*** Opening of Input records ***

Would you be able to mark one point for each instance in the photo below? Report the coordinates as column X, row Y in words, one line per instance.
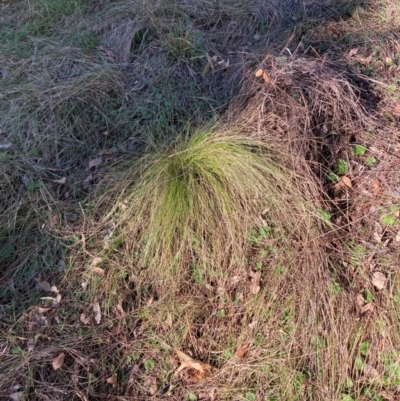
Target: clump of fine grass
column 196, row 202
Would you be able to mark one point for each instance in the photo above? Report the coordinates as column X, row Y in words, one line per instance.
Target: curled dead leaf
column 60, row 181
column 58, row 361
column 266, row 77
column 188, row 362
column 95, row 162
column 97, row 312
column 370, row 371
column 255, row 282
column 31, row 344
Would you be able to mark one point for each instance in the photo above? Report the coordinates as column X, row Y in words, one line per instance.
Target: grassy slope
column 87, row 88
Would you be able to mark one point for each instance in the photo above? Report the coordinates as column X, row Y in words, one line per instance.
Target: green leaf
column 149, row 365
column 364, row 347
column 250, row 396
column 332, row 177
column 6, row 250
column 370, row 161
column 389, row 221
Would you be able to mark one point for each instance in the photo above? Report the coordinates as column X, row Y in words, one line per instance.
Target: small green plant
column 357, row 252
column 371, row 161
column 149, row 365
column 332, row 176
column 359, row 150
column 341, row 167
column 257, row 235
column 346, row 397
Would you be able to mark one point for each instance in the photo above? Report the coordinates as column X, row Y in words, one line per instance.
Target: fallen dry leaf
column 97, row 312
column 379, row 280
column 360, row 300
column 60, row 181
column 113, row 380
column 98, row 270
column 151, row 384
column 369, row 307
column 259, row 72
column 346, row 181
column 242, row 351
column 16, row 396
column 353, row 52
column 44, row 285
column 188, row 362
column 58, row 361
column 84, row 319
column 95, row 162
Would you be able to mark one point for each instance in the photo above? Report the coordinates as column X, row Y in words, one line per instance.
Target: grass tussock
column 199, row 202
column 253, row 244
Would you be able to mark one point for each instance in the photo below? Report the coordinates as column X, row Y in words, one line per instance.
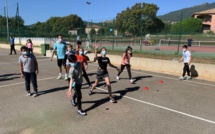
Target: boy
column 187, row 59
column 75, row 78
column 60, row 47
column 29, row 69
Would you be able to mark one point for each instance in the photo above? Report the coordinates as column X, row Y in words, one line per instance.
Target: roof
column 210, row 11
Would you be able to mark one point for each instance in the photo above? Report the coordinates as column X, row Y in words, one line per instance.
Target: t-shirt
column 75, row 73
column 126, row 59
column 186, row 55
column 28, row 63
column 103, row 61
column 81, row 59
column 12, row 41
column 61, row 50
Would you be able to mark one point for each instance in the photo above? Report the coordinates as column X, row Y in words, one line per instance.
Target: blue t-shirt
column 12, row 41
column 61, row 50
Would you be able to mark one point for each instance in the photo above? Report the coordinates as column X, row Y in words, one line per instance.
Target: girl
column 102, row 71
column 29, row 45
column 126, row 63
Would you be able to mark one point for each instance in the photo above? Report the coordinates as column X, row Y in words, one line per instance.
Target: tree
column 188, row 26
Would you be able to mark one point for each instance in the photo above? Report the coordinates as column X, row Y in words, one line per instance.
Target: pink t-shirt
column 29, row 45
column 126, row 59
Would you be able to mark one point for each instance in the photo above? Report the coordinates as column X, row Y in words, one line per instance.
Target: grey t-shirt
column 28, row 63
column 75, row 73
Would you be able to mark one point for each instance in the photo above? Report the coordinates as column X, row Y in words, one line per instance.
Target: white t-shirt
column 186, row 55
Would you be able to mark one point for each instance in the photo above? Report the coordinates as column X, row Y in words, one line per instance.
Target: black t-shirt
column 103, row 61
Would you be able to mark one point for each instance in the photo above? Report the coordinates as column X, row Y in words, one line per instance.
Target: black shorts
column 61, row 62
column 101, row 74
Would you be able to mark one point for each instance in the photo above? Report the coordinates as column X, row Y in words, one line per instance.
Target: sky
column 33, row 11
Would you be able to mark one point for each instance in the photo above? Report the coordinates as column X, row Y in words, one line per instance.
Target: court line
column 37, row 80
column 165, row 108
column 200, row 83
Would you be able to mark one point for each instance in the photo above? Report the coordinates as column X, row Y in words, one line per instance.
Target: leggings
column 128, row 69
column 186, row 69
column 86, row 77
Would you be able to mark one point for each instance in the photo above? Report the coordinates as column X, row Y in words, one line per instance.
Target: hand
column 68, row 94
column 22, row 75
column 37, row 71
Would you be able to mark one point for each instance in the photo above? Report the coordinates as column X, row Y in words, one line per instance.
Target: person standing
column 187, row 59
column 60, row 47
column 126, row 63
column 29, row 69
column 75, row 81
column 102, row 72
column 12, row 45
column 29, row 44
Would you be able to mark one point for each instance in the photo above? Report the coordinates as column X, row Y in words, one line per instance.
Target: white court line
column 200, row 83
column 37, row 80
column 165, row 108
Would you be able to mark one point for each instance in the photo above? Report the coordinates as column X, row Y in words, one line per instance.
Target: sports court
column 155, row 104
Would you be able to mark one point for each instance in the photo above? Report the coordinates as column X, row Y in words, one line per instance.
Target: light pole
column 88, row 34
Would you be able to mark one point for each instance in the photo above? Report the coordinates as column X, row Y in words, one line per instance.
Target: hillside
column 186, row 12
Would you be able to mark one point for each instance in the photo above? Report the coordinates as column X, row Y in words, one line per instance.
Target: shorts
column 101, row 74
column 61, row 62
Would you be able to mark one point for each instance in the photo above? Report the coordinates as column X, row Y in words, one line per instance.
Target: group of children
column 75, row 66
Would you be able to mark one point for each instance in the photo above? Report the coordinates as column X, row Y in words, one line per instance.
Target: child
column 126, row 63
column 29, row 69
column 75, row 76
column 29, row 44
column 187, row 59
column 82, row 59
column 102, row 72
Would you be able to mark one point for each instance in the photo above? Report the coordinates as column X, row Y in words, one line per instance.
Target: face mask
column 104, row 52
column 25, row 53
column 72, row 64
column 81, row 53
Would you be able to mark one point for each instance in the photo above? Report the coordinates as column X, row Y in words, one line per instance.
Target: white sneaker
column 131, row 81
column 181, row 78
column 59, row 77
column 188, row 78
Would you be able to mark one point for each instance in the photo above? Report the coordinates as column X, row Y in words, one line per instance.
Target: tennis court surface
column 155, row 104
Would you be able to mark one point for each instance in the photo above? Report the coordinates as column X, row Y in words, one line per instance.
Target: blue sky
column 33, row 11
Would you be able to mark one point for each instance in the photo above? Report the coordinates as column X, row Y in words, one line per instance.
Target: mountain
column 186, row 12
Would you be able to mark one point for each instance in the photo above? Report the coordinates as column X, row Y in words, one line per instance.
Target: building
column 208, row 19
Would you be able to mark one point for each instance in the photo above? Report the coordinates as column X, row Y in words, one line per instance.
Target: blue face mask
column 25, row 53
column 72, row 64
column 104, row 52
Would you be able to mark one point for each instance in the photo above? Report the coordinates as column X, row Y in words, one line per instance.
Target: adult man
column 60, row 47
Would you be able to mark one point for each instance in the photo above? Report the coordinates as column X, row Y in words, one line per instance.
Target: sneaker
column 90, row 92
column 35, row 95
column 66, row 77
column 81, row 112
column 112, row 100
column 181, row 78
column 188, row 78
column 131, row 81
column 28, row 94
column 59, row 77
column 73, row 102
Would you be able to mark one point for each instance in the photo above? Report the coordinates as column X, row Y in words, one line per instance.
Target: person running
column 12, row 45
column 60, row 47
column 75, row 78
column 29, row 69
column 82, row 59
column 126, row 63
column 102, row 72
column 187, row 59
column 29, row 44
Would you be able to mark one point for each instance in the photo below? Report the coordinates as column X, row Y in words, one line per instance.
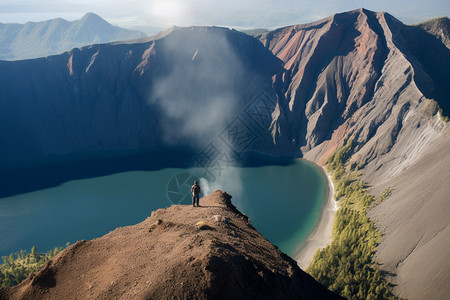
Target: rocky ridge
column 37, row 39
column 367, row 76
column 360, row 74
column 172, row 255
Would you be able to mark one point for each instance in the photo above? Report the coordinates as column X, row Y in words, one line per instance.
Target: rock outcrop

*** Close of Input records ***

## What the task asks:
Retype everything in the entries exactly except the pictures.

## Output for this task:
Would you be able to mark one point for each instance in the photo below? Report the coordinates as column X, row Y in words, one line per instance.
Target: clump of fine grass
column 196, row 202
Would you be able to mark one point for each instance in the photo above? Report the coordinates as column X, row Y in words, one line per instance.
Target: curled dead leaf
column 60, row 181
column 58, row 361
column 266, row 77
column 188, row 362
column 95, row 162
column 97, row 312
column 370, row 371
column 255, row 282
column 31, row 344
Would you be able to mark one point for each instance in the photo above? Report the coordinates as column X, row Y in words, one line per instance.
Target: grassy slope
column 87, row 88
Would you be able to mark one point for each instance in the photo above? Report the coordinates as column X, row Y in words, one line per instance.
Target: green leaf
column 149, row 365
column 364, row 347
column 250, row 396
column 332, row 177
column 6, row 250
column 370, row 161
column 389, row 221
Would you be able to mark one point for each instance in the photo above? Report the coordinates as column X, row Y in words, one line per instance.
Target: small green plant
column 357, row 252
column 371, row 161
column 149, row 365
column 332, row 176
column 359, row 150
column 341, row 167
column 257, row 235
column 346, row 397
Would you be able to mark one point for each instance in the photo above? Report the coordinates as column X, row Y in words, one line per instance.
Target: fallen dry leaf
column 97, row 312
column 379, row 280
column 360, row 300
column 60, row 181
column 113, row 380
column 98, row 270
column 151, row 384
column 369, row 307
column 259, row 72
column 346, row 181
column 242, row 351
column 16, row 396
column 353, row 52
column 44, row 285
column 188, row 362
column 58, row 361
column 84, row 319
column 95, row 162
Would you be able to mark one point for each instance in the photo above? Report the coordinates as column X, row Y in words, one line per instance.
Target: grass tussock
column 199, row 202
column 253, row 244
Would you be able to mark one point for each instance in the photo below? Report the coordinates as column X, row Y in words, one line per instance.
Target: boy
column 187, row 59
column 75, row 78
column 60, row 47
column 29, row 69
Would you be able to mark one point for each instance in the photo above? Report the coordinates as column X, row Y in words, one line per instance.
Target: roof
column 210, row 11
Would you be able to mark one point for each instance in the photo above? Report the coordinates as column X, row Y in words, one line per instance.
Target: t-shirt
column 75, row 73
column 126, row 59
column 186, row 55
column 28, row 63
column 103, row 61
column 81, row 59
column 12, row 41
column 61, row 50
Would you be able to mark one point for each instance in the photo above? Report the coordinates as column X, row Y in words, one line per instance.
Target: blue t-shirt
column 12, row 41
column 61, row 50
Would you be able to mark one point for each instance in the photo above? Report the coordinates as column X, row Y in words, one line per instance.
Target: girl
column 102, row 71
column 29, row 45
column 126, row 63
Would you be able to mark one point for each instance in the photo above? Report the coordinates as column X, row Y in words, one line per instance.
Target: tree
column 188, row 26
Would you be able to mark one point for each instance in the photo above? Report the coordinates as column X, row Y in words, one line per instance.
Target: pink t-shirt
column 29, row 45
column 126, row 59
Would you be able to mark one point for each instance in the photo above? Report the coordinates as column X, row Y in words, one line per instance.
Target: grey t-shirt
column 28, row 63
column 75, row 73
Would you be able to mark one point for each instance in the photo above? Report the coordinates as column X, row Y in words, one line per instance.
Target: white t-shirt
column 186, row 55
Would you be able to mark one point for each instance in the photo above? Report the coordinates as column X, row Y in words, one line per instance.
Target: black t-shirt
column 103, row 61
Would you be able to mark one point for each instance in the photo above? Report the coordinates as column X, row Y in words, one line per instance.
Target: black shorts
column 61, row 62
column 101, row 74
Would you be able to mark one point for each instance in the photo above? Report the coordinates as column X, row Y in words, one line per instance.
Target: sky
column 33, row 11
Would you be able to mark one point for each instance in the photo above? Report the coordinates as column X, row Y in words, one line per instance.
Target: court line
column 37, row 80
column 165, row 108
column 200, row 83
Would you be able to mark one point for each instance in the photo above? Report the coordinates as column X, row Y in words, one line per instance.
Target: leggings
column 128, row 69
column 186, row 69
column 86, row 77
Would you be able to mark one point for each instance in the photo above? Report the coordinates as column X, row Y in words, one line per instance.
Target: hand
column 68, row 94
column 22, row 75
column 37, row 71
Would you be able to mark one point for each instance in the photo above? Report the coordinates as column X, row Y in words, one line per instance.
Target: person standing
column 187, row 59
column 60, row 47
column 126, row 63
column 29, row 69
column 75, row 81
column 102, row 72
column 12, row 45
column 29, row 44
Would you be able to mark one point for each instance in the photo above? Report the coordinates as column X, row Y in words, one line per instance.
Target: white court line
column 200, row 83
column 37, row 80
column 165, row 108
Would you be able to mark one point for each instance in the photo above? Report the coordinates as column X, row Y in words, one line per instance.
Target: sports court
column 155, row 104
Would you be able to mark one point for each instance in the photo above? Report the coordinates as column X, row Y in words, one line per instance.
Target: light pole
column 88, row 34
Would you be able to mark one point for each instance in the photo above? Report the coordinates as column X, row Y in words, one line per instance.
Target: hillside
column 186, row 12
Would you be able to mark one point for each instance in the photo above? Report the coordinates as column X, row Y in words, one line per instance.
Target: shorts
column 101, row 74
column 61, row 62
Would you be able to mark one point for each instance in the photo above? Report the coordinates as column X, row Y in words, one line per instance.
Target: group of children
column 75, row 66
Would you be able to mark one point for each instance in the photo above? Report the coordinates as column X, row Y in words, one line per instance.
Target: child
column 126, row 63
column 29, row 69
column 75, row 76
column 29, row 44
column 187, row 59
column 82, row 59
column 102, row 72
Would you be able to mark one point for each instance in the photo above? Report the coordinates as column X, row Y in words, one line per instance.
Target: face mask
column 104, row 52
column 25, row 53
column 72, row 64
column 81, row 53
Would you be able to mark one point for each instance in the photo above? Report the coordinates as column X, row Y in words, one line per instance.
Target: white sneaker
column 131, row 81
column 181, row 78
column 59, row 77
column 188, row 78
Would you be able to mark one point for each instance in the photo above? Report the coordinates as column X, row Y in words, one line per instance.
Target: tennis court surface
column 155, row 104
Would you be able to mark one point for each instance in the photo above? Report the coordinates as column X, row Y in words, one line per instance.
Target: blue sky
column 33, row 11
Would you be able to mark one point for each instance in the photo above? Report the coordinates as column X, row Y in words, one line per instance.
Target: mountain
column 186, row 12
Would you be able to mark one point for each instance in the photo above? Report the coordinates as column X, row Y in words, one line per instance.
Target: building
column 208, row 19
Would you be able to mark one point for each instance in the photo above? Report the coordinates as column X, row Y in words, one line per instance.
Target: blue face mask
column 25, row 53
column 72, row 64
column 104, row 52
Would you be able to mark one point for each instance in the photo above? Report the coordinates as column X, row Y in words, one line per instance.
Target: adult man
column 60, row 47
Would you be able to mark one point for each instance in the photo above? Report the coordinates as column X, row Y in words, one line per instance.
Target: sneaker
column 90, row 92
column 35, row 95
column 66, row 77
column 81, row 112
column 112, row 100
column 181, row 78
column 188, row 78
column 131, row 81
column 28, row 94
column 59, row 77
column 73, row 102
Would you be able to mark one point for each instance in the photo above? Report the coordinates as column X, row Y in words, one line per instance.
Target: person running
column 12, row 45
column 60, row 47
column 75, row 78
column 29, row 69
column 82, row 59
column 126, row 63
column 102, row 72
column 187, row 59
column 29, row 44
Would you be able to mark one point for each instance in the photo below? Report the coordinates as column X, row Y in words, one line per instance.
Target: rocky ridge
column 37, row 39
column 367, row 76
column 360, row 74
column 172, row 255
Would you be able to mark one point for each instance in the photo above? Report the coordinates as column X, row Y in words, one line per instance.
Target: rock outcrop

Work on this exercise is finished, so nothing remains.